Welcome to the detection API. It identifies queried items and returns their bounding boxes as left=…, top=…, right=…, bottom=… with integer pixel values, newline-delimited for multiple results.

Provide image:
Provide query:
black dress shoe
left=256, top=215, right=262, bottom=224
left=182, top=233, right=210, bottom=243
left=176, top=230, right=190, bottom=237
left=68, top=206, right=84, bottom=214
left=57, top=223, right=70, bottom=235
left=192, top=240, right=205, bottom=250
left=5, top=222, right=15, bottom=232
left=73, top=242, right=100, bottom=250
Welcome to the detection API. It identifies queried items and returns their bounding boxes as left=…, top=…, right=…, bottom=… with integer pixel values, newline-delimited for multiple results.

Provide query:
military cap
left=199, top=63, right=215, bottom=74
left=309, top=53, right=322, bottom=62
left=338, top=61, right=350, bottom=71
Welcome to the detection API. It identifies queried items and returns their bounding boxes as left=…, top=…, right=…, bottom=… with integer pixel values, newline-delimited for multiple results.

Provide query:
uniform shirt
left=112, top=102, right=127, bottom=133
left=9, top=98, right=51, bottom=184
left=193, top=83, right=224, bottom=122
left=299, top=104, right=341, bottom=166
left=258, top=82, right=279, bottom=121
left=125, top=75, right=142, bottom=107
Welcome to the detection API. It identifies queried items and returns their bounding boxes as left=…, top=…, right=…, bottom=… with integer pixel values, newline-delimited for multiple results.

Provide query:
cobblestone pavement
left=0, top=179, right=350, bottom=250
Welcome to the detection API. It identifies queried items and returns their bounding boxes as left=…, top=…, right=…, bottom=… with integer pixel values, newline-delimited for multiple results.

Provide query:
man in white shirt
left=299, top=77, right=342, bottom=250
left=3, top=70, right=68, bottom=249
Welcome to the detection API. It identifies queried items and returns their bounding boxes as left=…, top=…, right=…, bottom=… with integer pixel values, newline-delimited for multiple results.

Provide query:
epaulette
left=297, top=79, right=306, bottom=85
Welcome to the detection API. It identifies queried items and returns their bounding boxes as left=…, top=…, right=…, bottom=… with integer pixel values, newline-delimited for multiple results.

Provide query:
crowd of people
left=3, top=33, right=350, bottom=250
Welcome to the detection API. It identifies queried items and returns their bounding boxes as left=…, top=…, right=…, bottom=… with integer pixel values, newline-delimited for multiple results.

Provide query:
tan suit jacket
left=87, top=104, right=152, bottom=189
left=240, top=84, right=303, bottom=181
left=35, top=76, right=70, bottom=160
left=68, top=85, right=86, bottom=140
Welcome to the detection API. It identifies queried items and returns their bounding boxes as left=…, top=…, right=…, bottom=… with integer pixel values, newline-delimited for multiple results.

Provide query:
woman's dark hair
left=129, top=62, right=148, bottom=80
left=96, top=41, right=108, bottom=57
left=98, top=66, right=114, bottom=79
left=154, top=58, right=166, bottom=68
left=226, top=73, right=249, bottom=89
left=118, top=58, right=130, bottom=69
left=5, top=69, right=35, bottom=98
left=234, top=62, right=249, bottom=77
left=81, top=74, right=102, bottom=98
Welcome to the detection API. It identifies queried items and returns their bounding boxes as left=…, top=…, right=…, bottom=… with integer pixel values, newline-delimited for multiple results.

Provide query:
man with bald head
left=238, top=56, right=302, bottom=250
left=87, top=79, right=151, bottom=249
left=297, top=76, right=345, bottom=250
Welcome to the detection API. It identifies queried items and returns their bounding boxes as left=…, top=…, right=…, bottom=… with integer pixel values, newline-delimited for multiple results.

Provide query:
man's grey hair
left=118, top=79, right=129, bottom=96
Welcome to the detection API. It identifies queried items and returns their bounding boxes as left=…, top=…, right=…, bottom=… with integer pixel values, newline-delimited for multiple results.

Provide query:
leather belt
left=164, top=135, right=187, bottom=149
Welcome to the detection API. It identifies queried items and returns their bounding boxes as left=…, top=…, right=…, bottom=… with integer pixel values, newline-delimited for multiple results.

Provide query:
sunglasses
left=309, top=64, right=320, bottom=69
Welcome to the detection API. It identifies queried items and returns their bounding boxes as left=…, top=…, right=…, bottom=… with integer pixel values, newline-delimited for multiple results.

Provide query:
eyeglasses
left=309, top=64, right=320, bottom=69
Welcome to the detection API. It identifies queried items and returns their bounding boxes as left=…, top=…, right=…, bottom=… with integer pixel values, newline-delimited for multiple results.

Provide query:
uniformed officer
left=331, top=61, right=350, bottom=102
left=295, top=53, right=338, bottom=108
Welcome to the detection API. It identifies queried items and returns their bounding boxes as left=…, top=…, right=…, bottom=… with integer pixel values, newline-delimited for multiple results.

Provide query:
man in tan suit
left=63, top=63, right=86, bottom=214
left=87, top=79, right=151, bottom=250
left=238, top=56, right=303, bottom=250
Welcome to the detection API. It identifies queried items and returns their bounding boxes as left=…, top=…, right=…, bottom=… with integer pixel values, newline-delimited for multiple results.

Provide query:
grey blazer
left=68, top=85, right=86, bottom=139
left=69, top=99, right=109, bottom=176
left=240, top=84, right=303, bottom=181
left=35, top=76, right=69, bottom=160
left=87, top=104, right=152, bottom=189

====

### Problem requirements
Reproduce the records from their start through the line containing "left=73, top=242, right=100, bottom=250", with "black dress shoe" renamed to "dark leather shoe" and everything else unchanged. Return only those lines.

### Result of the exercise
Welcome to the detection API. It identifies queried items and returns their bounding boxes as left=…, top=…, right=…, bottom=… with integer pixel values, newline-delimited for multiple results.

Provide image:
Provide query:
dark leather shoe
left=256, top=215, right=262, bottom=224
left=182, top=233, right=210, bottom=243
left=176, top=230, right=190, bottom=237
left=68, top=206, right=84, bottom=214
left=57, top=223, right=70, bottom=235
left=192, top=240, right=205, bottom=250
left=5, top=222, right=15, bottom=232
left=73, top=242, right=100, bottom=250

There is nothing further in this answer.